What is being asked – Continue the news piece about Western State Hospital and the state's mental health spending, starting right after its last sentence.

Excerpt provided –

Another driving force behind efforts to upgrade Western State: Federal regulators are still threatening to pull roughly $65 million in annual funding unless Western State reduces escapes and assaults.
Those issues were exacerbated by cuts to staff and budget during the Great Recession, according to a consultant’s report on the hospital.
Western State entered a 13-month agreement last June with the federal Centers for Medicare and Medicaid Services to implement a host of safety and quality of care improvements.
After an inspection in May found some progress but other continuing issues, the Department of Social and Health Services announced Friday that CMS is giving the hospital a 60-day extension on the agreement.
Hospital staff and state officials have reported better conditions at the hospital in recent months.
Many attribute that to a hiring blitz sparked in part by temporary raises the Legislature approved last year. The raises were meant to make salaries for Western State employees more competitive with private-sector jobs.
The state also has poured millions into other upgrades the facility in recent years, along with leadership changes and reforms.
This year’s contract with state workers gives front-line nurses a 27.5 percent raise over three years, as well as raises to other staffers.
Barbara Shelman, a member of the executive board of Western State’s local union chapter of SEIU 1199 NW, said those pay hikes are critical to keeping staff from leaving the hospital for other employers. More staff also ensures better care and more attention to safety, she said.
“We’ve made major improvements” at Western State, Shelman said. “And now we can count on continuing them.”
Along with better staffing, Cody said a stronger focus on harder-to-serve forensic patients at Western State can help stop assaults.
Not all are satisfied with the state’s spending plan on mental health, however.
David Carlson, a lawyer for Disability Rights Washington, told the Associated Press he wanted the state to match Gov. Jay Inslee’s earlier proposal to pour $300 million into the mental health system. That figure includes money in Inslee’s capital budget proposal, which is dedicated mainly to construction projects.
A full capital budget has yet to pass the Legislature, but that budget is expected to have additional money for mental health projects such as the crisis walk-in centers.

Material provided –
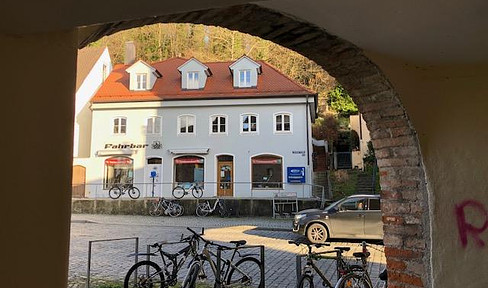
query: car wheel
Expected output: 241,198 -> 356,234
307,223 -> 329,243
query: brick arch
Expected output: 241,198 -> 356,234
80,4 -> 432,287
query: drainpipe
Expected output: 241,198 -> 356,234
305,94 -> 310,169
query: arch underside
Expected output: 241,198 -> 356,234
79,4 -> 431,287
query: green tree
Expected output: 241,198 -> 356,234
327,84 -> 358,117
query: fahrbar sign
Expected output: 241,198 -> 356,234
105,143 -> 149,149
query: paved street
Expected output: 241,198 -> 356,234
69,214 -> 385,287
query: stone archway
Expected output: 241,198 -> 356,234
80,5 -> 432,287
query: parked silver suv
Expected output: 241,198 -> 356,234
293,195 -> 383,243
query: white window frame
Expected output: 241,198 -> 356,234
146,116 -> 163,135
273,112 -> 293,134
209,114 -> 229,135
238,69 -> 252,87
186,71 -> 200,89
112,116 -> 127,135
239,113 -> 259,135
135,73 -> 149,90
177,114 -> 197,135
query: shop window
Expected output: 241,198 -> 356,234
251,155 -> 283,189
112,117 -> 127,134
174,156 -> 205,187
210,115 -> 227,134
146,116 -> 161,134
178,115 -> 195,134
103,157 -> 134,189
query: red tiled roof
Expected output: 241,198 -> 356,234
92,58 -> 315,103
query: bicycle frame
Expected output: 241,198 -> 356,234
204,199 -> 220,213
196,243 -> 254,287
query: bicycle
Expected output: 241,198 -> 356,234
288,240 -> 372,288
124,235 -> 199,288
172,182 -> 203,199
336,241 -> 373,288
182,227 -> 264,288
195,198 -> 230,217
108,183 -> 141,199
149,197 -> 184,217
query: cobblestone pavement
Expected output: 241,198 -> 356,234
69,214 -> 385,288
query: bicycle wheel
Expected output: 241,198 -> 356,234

Exercise result –
Carlson’s organization sued the state in federal court over the speed of competency services given to mentally ill defendants in Washington.
“It doesn’t look promising,” he said of the state operating budget.
Inslee initially lobbied to transition Western State to a forensic-focused hospital by 2020 while building nine new 16-bed treatment centers around the state and adding roughly 1,000 beds to the system as a whole.
But the governor praised the budget he signed Friday night for “making significant new investments in transforming our mental health system.”
It’s unclear exactly how many beds the new budget will create, but top lawmakers from both parties said building enough services for most civil patients to get treatment outside of Western State — and hiring staff to run those programs — will take longer than four years.
Cody said she wanted to see how many cheaper psychiatric beds at community hospitals the state can open before building pricey treatment centers.
O’Ban said there’s money in the budget to get a consultant’s advice on the best way to create more community beds, which he said takes “huge analytical work.” He said creating community beds is further complicated by Washington’s ambitious plan to integrate its medical care, substance abuse treatment and mental health care by 2020.
Unlike the contentious battle over meeting a court order to fully fund public schools, lawmakers said negotiations over mental health were bipartisan, constructive and fruitful.
Democrats and Republicans were in agreement “from beginning to end” on most aspects of mental health negotiations said state Rep. Laurie Jinkins, a Tacoma Democrat involved in mental health at the Legislature.
Cody said she was happy the budget begins pointing Western State toward what she believes is the hospital’s long-term future.
“I’m glad that we’re moving ahead on this,” she said.